— WHAT THE EXERCISE ASKS —
Find each line in the records below that contains the word "coordinates", and copy it out.

****************

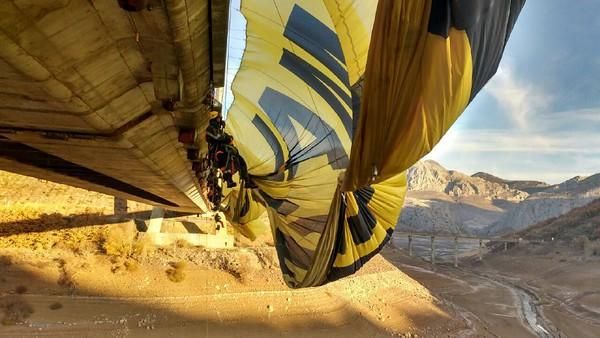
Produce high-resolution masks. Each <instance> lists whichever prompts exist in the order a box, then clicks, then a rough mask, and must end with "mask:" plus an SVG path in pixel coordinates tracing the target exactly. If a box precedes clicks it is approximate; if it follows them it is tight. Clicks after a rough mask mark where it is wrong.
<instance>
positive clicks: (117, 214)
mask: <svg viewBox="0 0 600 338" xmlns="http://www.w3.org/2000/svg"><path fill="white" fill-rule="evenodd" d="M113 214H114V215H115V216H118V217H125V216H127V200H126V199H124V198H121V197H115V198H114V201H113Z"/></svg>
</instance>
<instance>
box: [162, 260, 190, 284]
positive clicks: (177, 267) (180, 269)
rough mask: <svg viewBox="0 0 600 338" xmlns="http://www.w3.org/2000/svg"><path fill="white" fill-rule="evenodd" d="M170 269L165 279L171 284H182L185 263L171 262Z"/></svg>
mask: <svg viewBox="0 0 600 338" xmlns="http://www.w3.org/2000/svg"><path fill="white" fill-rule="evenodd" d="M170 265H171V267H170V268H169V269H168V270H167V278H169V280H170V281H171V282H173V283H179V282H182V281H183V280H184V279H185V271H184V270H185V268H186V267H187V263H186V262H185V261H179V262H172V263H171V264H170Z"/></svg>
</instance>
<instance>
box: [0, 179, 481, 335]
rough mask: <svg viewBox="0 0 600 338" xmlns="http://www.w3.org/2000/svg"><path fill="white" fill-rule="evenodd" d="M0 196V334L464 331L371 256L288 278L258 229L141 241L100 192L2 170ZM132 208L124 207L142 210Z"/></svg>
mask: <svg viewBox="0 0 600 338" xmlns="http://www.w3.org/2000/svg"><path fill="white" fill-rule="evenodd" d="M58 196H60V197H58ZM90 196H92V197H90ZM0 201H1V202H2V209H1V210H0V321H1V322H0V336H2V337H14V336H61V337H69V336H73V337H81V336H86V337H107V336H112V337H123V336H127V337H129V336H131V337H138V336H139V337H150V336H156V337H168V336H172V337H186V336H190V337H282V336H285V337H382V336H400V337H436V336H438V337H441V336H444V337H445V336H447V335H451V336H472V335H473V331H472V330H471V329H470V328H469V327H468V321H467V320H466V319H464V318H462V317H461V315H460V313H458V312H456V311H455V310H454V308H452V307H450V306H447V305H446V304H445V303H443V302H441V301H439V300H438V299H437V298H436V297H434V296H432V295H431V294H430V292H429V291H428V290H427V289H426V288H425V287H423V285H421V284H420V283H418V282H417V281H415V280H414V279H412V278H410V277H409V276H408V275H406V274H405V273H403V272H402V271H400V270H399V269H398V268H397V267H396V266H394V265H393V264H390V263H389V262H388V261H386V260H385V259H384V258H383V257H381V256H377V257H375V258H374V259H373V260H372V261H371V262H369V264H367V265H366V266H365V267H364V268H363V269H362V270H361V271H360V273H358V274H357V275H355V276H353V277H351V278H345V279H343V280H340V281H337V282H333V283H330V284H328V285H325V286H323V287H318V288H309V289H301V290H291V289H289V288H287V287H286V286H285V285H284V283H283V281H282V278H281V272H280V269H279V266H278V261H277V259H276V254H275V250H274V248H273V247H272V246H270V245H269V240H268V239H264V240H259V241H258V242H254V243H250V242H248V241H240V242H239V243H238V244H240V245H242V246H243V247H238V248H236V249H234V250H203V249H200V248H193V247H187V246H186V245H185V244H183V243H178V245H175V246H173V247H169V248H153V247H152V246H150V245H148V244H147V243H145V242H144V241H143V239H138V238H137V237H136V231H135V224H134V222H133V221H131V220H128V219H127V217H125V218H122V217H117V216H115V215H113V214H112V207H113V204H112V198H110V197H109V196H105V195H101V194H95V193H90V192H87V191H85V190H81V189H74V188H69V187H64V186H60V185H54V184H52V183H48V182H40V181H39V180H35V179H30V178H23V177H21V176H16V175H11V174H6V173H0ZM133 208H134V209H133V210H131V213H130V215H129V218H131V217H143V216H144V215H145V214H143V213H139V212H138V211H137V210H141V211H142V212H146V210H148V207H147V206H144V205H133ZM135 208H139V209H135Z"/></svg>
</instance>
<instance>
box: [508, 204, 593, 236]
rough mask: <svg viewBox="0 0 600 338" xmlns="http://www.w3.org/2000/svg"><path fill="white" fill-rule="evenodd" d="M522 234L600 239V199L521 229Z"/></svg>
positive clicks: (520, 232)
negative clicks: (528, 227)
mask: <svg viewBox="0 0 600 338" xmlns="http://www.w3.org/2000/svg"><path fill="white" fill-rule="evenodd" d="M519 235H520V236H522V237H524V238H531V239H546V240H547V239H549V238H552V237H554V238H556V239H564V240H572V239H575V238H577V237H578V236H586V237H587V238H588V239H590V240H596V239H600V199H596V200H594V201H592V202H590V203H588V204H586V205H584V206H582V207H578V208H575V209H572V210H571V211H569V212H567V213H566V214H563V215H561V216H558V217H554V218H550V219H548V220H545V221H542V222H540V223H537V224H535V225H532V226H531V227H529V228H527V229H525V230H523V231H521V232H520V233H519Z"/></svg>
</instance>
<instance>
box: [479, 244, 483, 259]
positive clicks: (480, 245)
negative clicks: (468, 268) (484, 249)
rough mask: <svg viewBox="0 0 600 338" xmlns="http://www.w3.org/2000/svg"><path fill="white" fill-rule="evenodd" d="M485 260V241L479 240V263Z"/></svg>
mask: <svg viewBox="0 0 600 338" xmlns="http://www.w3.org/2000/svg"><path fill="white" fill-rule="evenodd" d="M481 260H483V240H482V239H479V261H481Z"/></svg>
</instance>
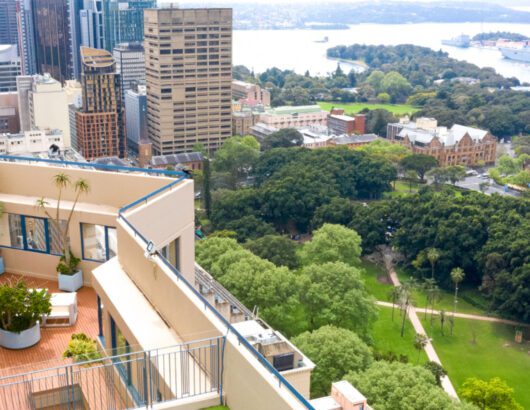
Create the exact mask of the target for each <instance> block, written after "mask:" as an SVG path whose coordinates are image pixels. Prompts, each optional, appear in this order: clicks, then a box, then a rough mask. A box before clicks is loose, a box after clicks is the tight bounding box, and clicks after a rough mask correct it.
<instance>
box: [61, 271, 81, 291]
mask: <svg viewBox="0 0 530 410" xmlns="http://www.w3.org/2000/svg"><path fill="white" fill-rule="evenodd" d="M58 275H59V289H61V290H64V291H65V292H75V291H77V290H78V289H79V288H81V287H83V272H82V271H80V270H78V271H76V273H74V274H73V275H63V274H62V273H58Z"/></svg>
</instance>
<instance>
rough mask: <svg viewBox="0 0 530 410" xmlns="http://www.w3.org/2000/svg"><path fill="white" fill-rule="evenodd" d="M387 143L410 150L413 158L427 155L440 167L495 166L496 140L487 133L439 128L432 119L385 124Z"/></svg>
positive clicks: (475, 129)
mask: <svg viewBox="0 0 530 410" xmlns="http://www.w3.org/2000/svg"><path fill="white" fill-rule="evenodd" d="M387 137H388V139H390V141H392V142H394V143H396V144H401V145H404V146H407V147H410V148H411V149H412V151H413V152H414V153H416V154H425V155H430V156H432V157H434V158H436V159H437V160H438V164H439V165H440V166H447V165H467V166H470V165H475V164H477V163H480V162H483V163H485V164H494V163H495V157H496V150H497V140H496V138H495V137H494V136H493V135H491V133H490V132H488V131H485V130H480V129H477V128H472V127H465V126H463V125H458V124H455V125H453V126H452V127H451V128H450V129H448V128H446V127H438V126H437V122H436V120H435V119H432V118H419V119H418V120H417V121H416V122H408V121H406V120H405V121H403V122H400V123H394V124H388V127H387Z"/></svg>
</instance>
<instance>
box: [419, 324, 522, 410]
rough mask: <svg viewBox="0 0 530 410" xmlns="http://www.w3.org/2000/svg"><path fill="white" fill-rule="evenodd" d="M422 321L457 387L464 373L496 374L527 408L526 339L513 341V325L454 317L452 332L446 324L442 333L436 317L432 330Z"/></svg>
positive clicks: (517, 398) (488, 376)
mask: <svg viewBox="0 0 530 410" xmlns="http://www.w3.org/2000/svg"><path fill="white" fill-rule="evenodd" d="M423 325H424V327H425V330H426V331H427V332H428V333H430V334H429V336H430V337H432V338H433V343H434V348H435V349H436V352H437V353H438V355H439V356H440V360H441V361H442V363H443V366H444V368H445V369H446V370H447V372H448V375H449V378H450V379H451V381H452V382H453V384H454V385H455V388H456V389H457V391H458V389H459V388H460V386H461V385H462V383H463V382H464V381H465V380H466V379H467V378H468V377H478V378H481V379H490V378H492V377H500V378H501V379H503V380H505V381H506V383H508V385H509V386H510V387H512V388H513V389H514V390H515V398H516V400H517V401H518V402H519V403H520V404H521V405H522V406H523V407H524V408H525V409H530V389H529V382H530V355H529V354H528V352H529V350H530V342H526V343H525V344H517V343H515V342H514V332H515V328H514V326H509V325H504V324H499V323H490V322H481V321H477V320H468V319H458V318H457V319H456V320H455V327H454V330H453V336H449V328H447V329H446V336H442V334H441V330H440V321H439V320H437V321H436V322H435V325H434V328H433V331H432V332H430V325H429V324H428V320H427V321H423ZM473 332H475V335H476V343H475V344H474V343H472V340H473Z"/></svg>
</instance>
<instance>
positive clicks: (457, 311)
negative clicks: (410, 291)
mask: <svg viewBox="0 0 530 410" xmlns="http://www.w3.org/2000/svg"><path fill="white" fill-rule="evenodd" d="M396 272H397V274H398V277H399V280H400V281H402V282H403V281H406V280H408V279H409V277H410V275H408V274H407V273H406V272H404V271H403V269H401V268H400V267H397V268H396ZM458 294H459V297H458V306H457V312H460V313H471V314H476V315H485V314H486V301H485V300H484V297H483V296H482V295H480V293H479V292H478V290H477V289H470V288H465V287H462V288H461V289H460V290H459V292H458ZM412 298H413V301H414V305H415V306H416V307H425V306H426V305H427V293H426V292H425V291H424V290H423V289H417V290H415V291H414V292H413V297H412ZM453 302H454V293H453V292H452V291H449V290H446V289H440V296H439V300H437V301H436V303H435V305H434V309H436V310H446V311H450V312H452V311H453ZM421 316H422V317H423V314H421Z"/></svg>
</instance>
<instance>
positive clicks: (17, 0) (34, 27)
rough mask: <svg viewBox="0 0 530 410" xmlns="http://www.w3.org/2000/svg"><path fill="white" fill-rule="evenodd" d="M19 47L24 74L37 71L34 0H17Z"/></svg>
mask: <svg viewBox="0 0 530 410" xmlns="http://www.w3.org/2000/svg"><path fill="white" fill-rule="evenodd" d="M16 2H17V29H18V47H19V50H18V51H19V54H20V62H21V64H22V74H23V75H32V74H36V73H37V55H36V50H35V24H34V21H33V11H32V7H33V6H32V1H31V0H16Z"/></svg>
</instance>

****************

— ANSWER SPACE —
Produce high-resolution masks. Each <instance> lists whichever prompts exist in the order a box, then clicks, then a rough mask, and must end with "mask:" plus an SVG path in pixel coordinates tracing the target exactly. If a box precedes clicks it is approximate; if it follows them it is tight. Clicks after a rough mask mark where it is wrong.
Create the exact mask of the target for each <instance> block, written after "mask:" as an SVG path whose coordinates are image pixels. Prompts, each optional, appear in this order: clicks, then a box, then a rough mask. A box before clicks is loose, a box after clicks is the tight bounding box, and clicks after a rough mask correct it.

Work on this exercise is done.